- REQUIRED TASK -
Exclude the pictures and return every line exactly as written.

☆ ☆ ☆

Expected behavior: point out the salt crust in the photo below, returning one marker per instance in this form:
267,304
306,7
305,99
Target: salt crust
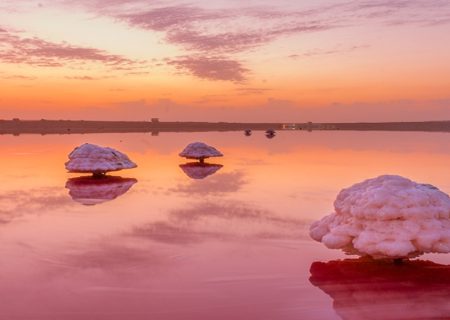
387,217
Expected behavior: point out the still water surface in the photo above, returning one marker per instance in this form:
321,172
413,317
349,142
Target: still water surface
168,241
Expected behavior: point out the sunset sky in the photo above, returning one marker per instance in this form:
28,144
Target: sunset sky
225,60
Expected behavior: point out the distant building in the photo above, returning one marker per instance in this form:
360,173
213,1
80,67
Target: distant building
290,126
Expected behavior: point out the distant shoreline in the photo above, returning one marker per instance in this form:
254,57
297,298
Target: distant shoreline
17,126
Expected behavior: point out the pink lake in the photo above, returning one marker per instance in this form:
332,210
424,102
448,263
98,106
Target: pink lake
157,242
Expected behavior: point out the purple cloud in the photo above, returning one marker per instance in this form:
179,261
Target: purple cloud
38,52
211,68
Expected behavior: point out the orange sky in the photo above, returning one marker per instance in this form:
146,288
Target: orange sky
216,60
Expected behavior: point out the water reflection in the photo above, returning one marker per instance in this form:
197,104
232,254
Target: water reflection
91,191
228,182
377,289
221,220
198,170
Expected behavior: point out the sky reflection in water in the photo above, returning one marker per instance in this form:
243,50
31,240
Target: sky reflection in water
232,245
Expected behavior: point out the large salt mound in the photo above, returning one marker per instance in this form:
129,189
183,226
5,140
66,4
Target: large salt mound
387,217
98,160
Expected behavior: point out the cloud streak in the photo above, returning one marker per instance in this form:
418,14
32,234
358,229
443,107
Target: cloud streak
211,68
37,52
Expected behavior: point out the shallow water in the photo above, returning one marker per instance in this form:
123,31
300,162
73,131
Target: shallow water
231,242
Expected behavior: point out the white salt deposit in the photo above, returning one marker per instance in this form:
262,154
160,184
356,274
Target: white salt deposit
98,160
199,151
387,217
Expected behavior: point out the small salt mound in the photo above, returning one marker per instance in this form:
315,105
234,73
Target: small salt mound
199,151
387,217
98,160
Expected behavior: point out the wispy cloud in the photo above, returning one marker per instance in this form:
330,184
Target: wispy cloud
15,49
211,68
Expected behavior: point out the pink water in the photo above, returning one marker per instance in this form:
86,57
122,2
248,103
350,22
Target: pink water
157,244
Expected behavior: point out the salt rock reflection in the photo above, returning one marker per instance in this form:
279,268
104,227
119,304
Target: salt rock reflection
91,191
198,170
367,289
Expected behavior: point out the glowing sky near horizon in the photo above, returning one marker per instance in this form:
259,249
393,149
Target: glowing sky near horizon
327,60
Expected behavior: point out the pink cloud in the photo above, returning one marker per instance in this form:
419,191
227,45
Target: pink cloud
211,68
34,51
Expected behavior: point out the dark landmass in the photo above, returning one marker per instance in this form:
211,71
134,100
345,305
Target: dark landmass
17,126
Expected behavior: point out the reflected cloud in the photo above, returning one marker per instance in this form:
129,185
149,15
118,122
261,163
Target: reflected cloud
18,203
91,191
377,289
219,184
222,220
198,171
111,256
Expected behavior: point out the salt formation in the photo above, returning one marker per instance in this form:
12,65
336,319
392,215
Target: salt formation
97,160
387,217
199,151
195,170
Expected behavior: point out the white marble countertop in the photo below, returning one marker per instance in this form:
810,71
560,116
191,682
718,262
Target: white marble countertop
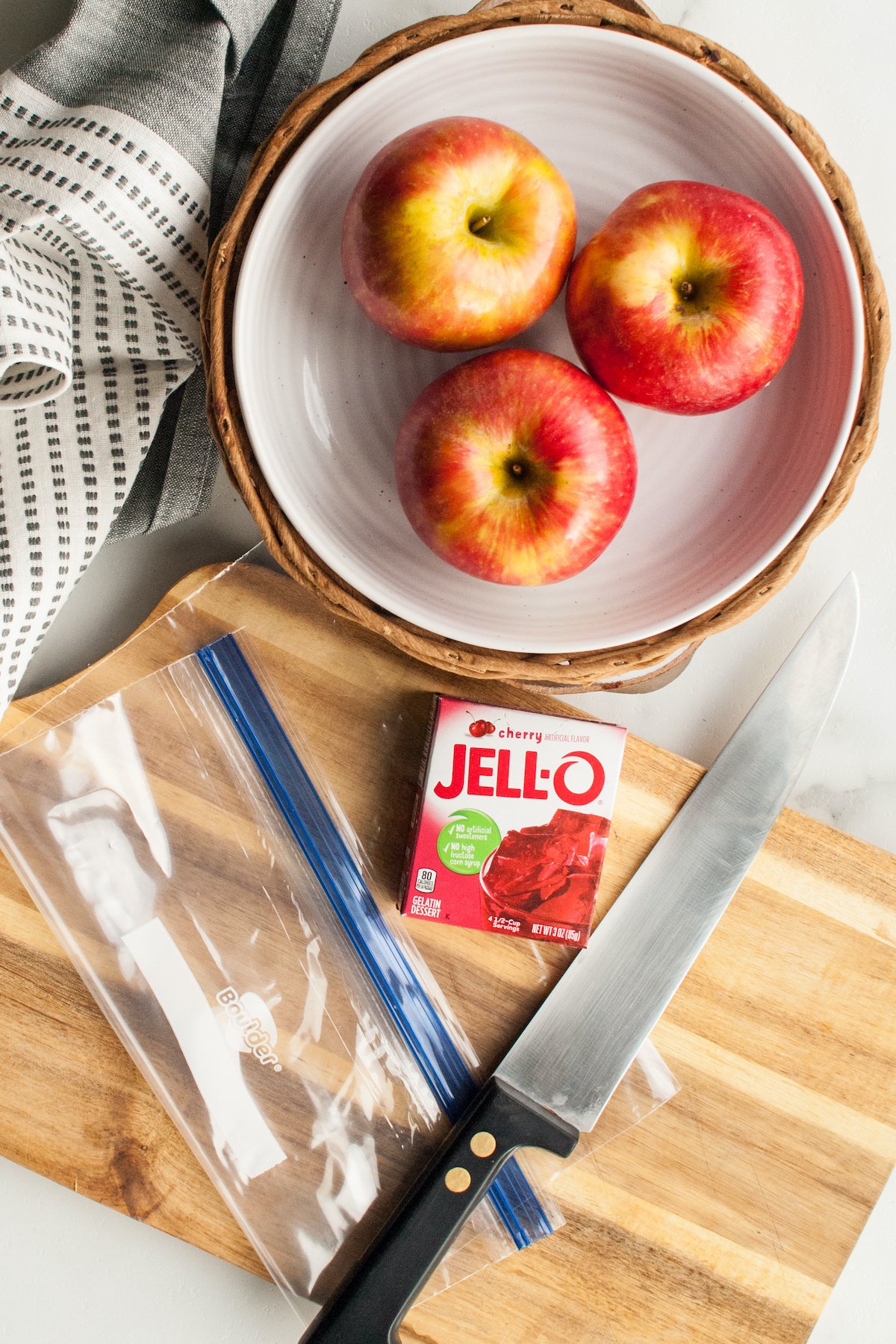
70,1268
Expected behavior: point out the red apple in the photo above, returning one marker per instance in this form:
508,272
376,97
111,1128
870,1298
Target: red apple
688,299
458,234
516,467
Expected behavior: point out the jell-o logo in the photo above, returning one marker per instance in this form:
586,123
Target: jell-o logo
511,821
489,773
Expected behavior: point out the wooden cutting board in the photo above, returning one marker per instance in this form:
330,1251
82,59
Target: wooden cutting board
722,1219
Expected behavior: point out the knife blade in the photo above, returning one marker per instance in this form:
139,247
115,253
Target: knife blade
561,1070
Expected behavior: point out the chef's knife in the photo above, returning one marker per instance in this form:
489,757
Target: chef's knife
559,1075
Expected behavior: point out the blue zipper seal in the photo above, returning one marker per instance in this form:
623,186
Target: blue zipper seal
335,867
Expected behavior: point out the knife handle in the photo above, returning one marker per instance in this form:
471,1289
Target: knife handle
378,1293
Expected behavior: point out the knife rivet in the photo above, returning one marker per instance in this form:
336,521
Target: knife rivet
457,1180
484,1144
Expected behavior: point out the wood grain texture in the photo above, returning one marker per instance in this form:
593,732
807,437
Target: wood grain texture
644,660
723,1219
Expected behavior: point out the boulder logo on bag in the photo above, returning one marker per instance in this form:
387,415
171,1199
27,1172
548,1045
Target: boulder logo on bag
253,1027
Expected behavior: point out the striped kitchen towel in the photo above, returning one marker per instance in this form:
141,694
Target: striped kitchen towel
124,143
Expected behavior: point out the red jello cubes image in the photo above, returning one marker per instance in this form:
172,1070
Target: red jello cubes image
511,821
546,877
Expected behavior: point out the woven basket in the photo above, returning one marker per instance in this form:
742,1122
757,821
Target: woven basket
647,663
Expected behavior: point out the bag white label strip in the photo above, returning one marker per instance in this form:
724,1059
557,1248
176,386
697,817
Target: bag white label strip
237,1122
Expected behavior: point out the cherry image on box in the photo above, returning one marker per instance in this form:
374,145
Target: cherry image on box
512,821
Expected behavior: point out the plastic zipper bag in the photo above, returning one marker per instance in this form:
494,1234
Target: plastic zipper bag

☆ ☆ ☆

- TASK SOLUTION -
Expected behavior: point out the salt crust in the photo below, returning one marker per instance in this form:
267,304
306,7
305,99
Target: salt crust
387,217
Expected behavior: point out the still water surface in the photo above, returning one marker per instance in this form:
321,172
413,317
349,142
Target: still water surface
168,241
Expected behavior: point out the sunset sky in the photo above, returning one marker per instance in this form:
28,144
Target: sunset sky
225,60
Expected behavior: point out the distant building in the photo above, returning one marker per instance in this form:
360,173
213,1
80,67
Target: distant building
290,126
Expected behavior: point out the distant shoreline in the photo above, returning one marker per instance in this form:
254,57
297,298
Target: distant shoreline
17,126
Expected behavior: point out the pink lake in the photo above, returning one marker per instance in this form:
332,210
424,102
448,263
98,106
Target: pink lake
157,242
Expected behavior: point out the purple cloud in the photo above, returning one marker per instance in this form:
179,261
Target: purple cloud
38,52
211,68
Expected behavior: point out the orange sky in the photo above, returning one marker per instance in this form:
146,288
Target: orange sky
216,60
Expected behavior: point out the water reflection in the photo above, returning one marker per instance in this form:
197,104
232,254
Target: water reflection
91,191
228,182
377,289
221,220
198,170
Expected behavior: point out the sky reflection in water in the photo above, returning one marker per instance in this form:
243,50
31,240
Target: sky reflection in water
232,245
Expected behavior: point out the large salt mound in the photo above, returning one marker per instance in this form:
129,189
183,226
5,140
66,4
Target: large salt mound
387,217
98,160
Expected behavior: point out the cloud streak in the photo above, returning one marker per instance in this form:
418,14
32,234
358,229
443,107
Target: cloud streak
211,68
37,52
Expected behavior: point out the shallow water in the photo above, returning one marker per instance in this form:
123,31
300,162
73,131
Target: shallow water
231,242
Expected behavior: point out the white salt deposit in the photo above, returning one marker per instance in this form:
262,154
160,184
356,274
Target: white salt deposit
98,160
199,151
387,217
Expected behavior: point out the small salt mound in the photo above, returning one marker per instance in this form:
315,105
234,73
Target: small salt mound
199,151
387,217
98,160
Expected behavior: point out the wispy cloud in the photo above, returning one marker per instance in this form:
330,184
Target: wispy cloud
15,49
211,68
Expected behavior: point out the pink water in the photo above, returning one marker per instance in this form:
86,57
122,2
248,103
350,22
Target: pink water
157,244
Expected behavior: point out the salt rock reflection in the photo above, returning one marker per instance in this form:
279,268
104,227
119,304
Target: salt rock reflection
91,191
198,170
367,289
Expected behavior: point out the glowing sky near horizon in the photo above, returning one marker per instance in this form:
259,249
393,149
Target: glowing sky near horizon
327,60
Expected behavior: point out the pink cloud in the photo above, returning one marker per instance in this form:
419,191
227,45
Target: pink cloud
211,68
34,51
Expected behavior: point out the dark landmass in the photo above, returning one marker per instance in this form:
211,71
134,100
345,305
Target: dark landmass
17,126
Expected behavior: point out the reflected cloud in the photo above, returning one marker per instance in this form:
129,185
149,15
118,122
261,163
Target: reflected cloud
18,203
91,191
377,289
219,184
222,220
198,171
111,256
Expected behavior: point out the salt formation in the photo above, returning one marker per instance in this form:
12,65
336,319
392,215
Target: salt formation
97,160
387,217
199,151
195,170
Expected behavior: point out the white marble countertop in the photo below, returning one marker per instance in this form:
810,71
560,116
191,682
718,262
Target: white marble countertop
70,1268
Expected behavior: point out the red apple in the photo above, returning one marker per instance in this form:
508,272
376,97
111,1128
870,1298
Target: red apple
688,299
458,234
516,467
Expected behavior: point out the jell-o logo in the photo above, returning one marker per instance in this form:
586,123
Target: jell-o logo
511,821
489,773
Expected behavior: point out the wooden cutting board in the photo above, returning one marker per instance in this form:
330,1251
82,59
Target: wooden cutting board
722,1219
Expected behavior: point out the knife blade in the photo above, returning one marker per instance in this form:
139,247
115,253
Target: knife blade
561,1070
Expected behavior: point out the chef's knife in the photo above, returning one marker per instance in this form:
489,757
Target: chef's knife
559,1075
Expected behavior: point out the blue zipper seal in the photo above, returning one marker per instance in this form:
623,186
Target: blue zipper seal
335,867
Expected behavior: point out the knife handle in the photo above, returning one marker per instance in this form:
471,1289
Target: knife handle
378,1293
Expected behavior: point out the knife rivet in the photo above, returning one marker per instance in this form:
336,521
Target: knife rivet
457,1180
484,1144
Expected behavior: point out the wood grain texture in the photo above, returning one marker per instance in this form:
593,732
807,437
Target: wood grain texture
644,660
723,1219
Expected behavior: point out the boulder logo on bag in the photo above, returning one marker per instance in this form:
387,415
171,1199
27,1172
548,1045
Target: boulder logo on bag
253,1027
Expected behavior: point out the striped kitchen towel in the photo above, returning one marker per instance in this form:
141,694
Target: striped kitchen towel
124,143
Expected behavior: point out the red jello cubes image in the photo above, returning one marker per instance in this form:
172,1070
Target: red jello cubes image
511,821
546,877
Expected behavior: point out the woven basket in the photo above, returning one marker per instance in this form:
742,1122
757,821
Target: woven basket
647,663
Expected behavior: point out the bag white label strip in the photo above, returning one marker per instance in this form:
724,1059
557,1248
176,386
697,817
Target: bag white label strip
237,1122
Expected behavior: point out the cherry image on box in the photo above, returning one marker per instance in this form:
374,145
Target: cherry image on box
512,821
Expected behavior: point out the plastic zipper bag in the photo above, returning one marker per instance in this form:
494,1234
Target: plastic zipper bag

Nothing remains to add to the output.